* _Exercise task_: Starting with the line containing "textured dirt surface" and going on through the line containing "[[[582,949],[1270,942],[1266,325],[806,341],[574,547]]]", write those lines of the material out again in full. Shift every coordinate in the answers by -55.
## START Records supplied
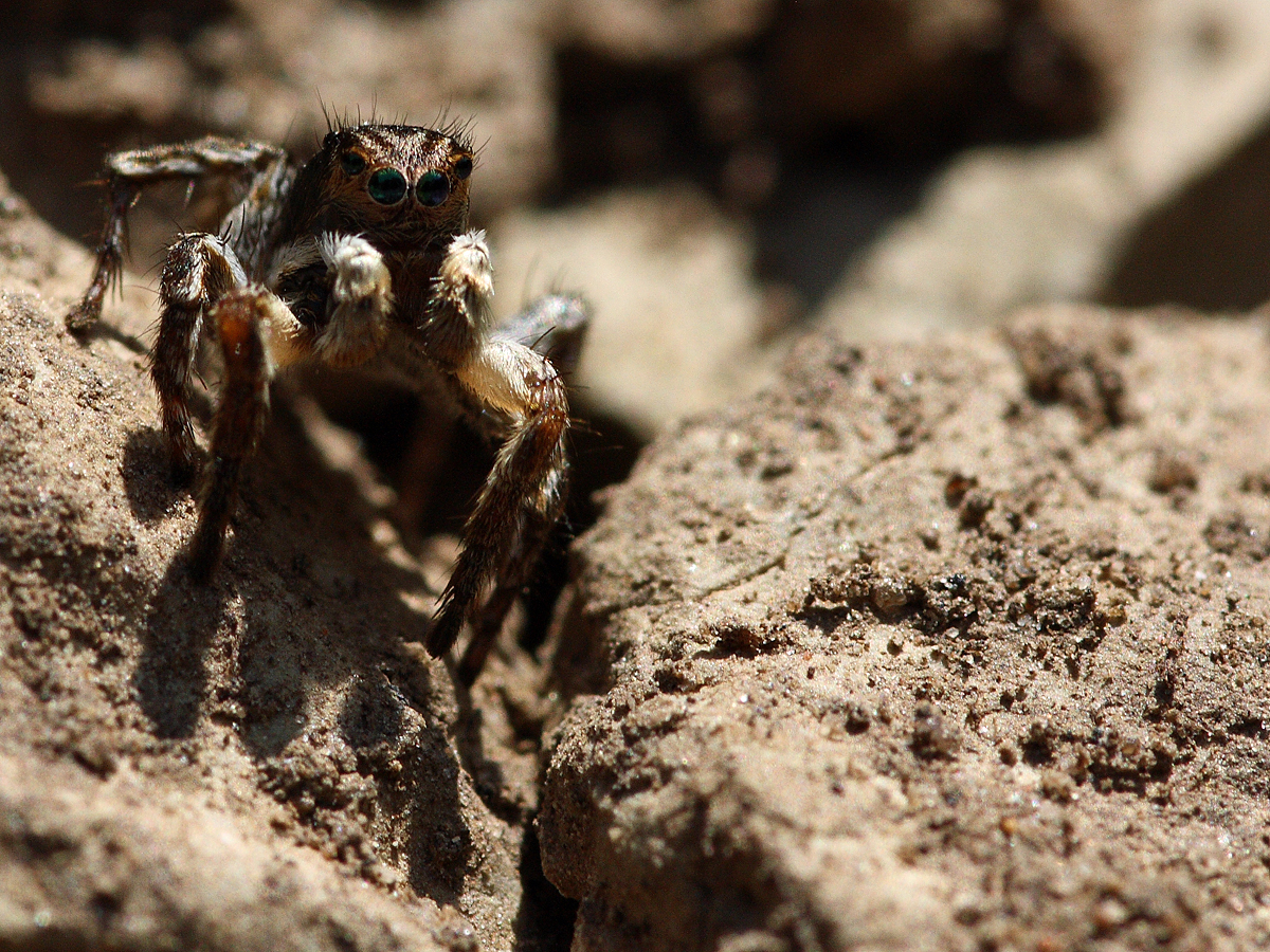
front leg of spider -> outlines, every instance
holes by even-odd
## END Records supplied
## START Records supplied
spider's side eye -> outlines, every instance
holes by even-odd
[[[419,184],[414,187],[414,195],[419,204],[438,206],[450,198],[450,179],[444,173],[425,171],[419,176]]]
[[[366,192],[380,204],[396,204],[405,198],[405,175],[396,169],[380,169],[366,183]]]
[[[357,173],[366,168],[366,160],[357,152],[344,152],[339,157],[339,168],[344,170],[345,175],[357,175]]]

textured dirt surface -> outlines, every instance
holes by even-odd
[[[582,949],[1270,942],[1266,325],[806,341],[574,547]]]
## END Records supplied
## START Records supplied
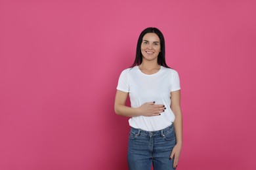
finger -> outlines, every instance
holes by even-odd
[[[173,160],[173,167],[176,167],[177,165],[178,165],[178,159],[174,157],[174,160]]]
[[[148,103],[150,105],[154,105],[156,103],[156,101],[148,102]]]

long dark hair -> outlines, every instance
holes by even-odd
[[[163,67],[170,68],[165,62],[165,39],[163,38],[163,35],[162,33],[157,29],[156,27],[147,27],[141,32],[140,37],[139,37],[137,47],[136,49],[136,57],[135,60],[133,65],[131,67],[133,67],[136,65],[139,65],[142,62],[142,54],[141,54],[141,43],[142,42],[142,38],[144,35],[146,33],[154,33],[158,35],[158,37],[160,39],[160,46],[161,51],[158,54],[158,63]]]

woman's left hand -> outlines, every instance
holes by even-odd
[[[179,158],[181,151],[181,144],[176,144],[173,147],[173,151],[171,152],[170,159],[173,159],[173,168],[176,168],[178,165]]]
## END Records supplied
* _Written answer_:
textured dirt surface -> outlines, every instance
holes by even-odd
[[[527,894],[1215,887],[1211,270],[751,286],[519,492]]]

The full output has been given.